- _Material supplied_:
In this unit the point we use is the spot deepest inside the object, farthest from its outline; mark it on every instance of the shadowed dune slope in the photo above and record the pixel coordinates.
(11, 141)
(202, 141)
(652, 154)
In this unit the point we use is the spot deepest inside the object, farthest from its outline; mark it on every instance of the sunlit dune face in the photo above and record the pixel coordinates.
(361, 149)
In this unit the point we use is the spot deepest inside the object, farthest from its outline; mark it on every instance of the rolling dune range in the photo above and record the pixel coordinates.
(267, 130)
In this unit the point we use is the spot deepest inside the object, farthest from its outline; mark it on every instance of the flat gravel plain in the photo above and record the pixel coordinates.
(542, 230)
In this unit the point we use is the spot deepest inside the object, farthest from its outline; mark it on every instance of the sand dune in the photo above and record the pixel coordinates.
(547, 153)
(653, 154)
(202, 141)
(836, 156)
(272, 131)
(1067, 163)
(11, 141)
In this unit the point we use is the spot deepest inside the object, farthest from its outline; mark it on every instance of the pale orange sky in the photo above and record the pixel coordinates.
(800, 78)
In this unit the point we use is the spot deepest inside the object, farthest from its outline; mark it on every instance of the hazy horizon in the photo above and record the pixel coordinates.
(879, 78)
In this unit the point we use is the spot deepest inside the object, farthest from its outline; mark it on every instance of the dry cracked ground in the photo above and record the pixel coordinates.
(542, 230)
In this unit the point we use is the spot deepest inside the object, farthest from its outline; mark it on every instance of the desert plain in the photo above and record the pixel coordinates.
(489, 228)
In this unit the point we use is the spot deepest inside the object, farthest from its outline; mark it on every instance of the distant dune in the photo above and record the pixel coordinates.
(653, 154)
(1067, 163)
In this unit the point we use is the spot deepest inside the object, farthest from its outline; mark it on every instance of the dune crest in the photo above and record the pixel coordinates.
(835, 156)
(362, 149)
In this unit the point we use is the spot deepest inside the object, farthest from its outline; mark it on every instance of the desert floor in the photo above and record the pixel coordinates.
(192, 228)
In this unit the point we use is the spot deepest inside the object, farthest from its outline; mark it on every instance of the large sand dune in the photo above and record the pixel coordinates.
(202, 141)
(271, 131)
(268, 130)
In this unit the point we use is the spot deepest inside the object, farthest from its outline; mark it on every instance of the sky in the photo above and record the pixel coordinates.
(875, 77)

- _Task statement_: Write the material out again in its entirety, exactly as shown.

- _Answer to the exercise_:
In this unit the point we use is the spot deepest inside the object, farthest from its outline; mark it on every instance of the shadowed dune slope in the photo above and record the pixel coordinates.
(11, 141)
(202, 141)
(652, 154)
In this unit the point we use is the spot deepest inside the object, farthest from its outline; mark it on every instance of the sunlit dune face in the photo above and record the pixel coordinates.
(361, 149)
In this unit the point we use is the spot deepest inside the object, farthest from its outline; mark it on every instance of the rolling dune range in the photo above and record the pixel coordinates.
(267, 130)
In this unit the point we use is the spot deepest inside the object, farthest from its outline; mark it on every instance of the flat gravel plain in the photo above and record the pixel coordinates.
(542, 230)
In this unit the point we use is the spot deepest inside the object, farthest from its outline; mark it on every instance of the sand dune in the photo above and record the pixel coordinates.
(547, 153)
(653, 154)
(202, 141)
(836, 156)
(272, 131)
(1067, 163)
(11, 141)
In this unit the point we use is the spot deepest inside the object, farthest from its outline; mark it on every instance of the pale orange sky in the photo above and record the pixel coordinates.
(800, 78)
In this unit the point we use is the spot deepest inside the object, farthest from its outline; mark it on every instance of the hazy horizon in the photo above and record the pixel coordinates.
(879, 78)
In this unit the point we use is the spot deepest inside the object, farthest from its outline; mark it on every instance of the dry cracked ground in the photo above and record the pixel coordinates.
(542, 230)
In this unit the point we use is the spot deepest inside the object, farthest from its outline; mark it on every instance of the desert plain in the photo above and record the pixel coordinates.
(489, 228)
In this unit the point we use is the spot deepest inside the object, farthest from its outline; mark it on every instance of the distant dune in the photo above and record the pixel coordinates.
(653, 154)
(1067, 163)
In this unit the point we use is the spot deepest inside the object, farthest from its outline; mark it on every instance of the dune crest in the photo above and record the pixel coordinates.
(835, 156)
(362, 149)
In this unit the point we use is the spot deepest inside the object, farthest from its outline; mark it on every instance of the desert floor in the photo above and record the pixel coordinates.
(192, 228)
In this unit the point we use is the spot deepest inside the object, farthest from its outline; mark it on every instance of the large sand dune in the photo above and record the pixel coordinates.
(202, 141)
(271, 131)
(268, 130)
In this unit the point we use is the spot deepest inside the object, farthest from its outline; mark it on every instance of the sky in the photo above and record the pixel coordinates.
(875, 77)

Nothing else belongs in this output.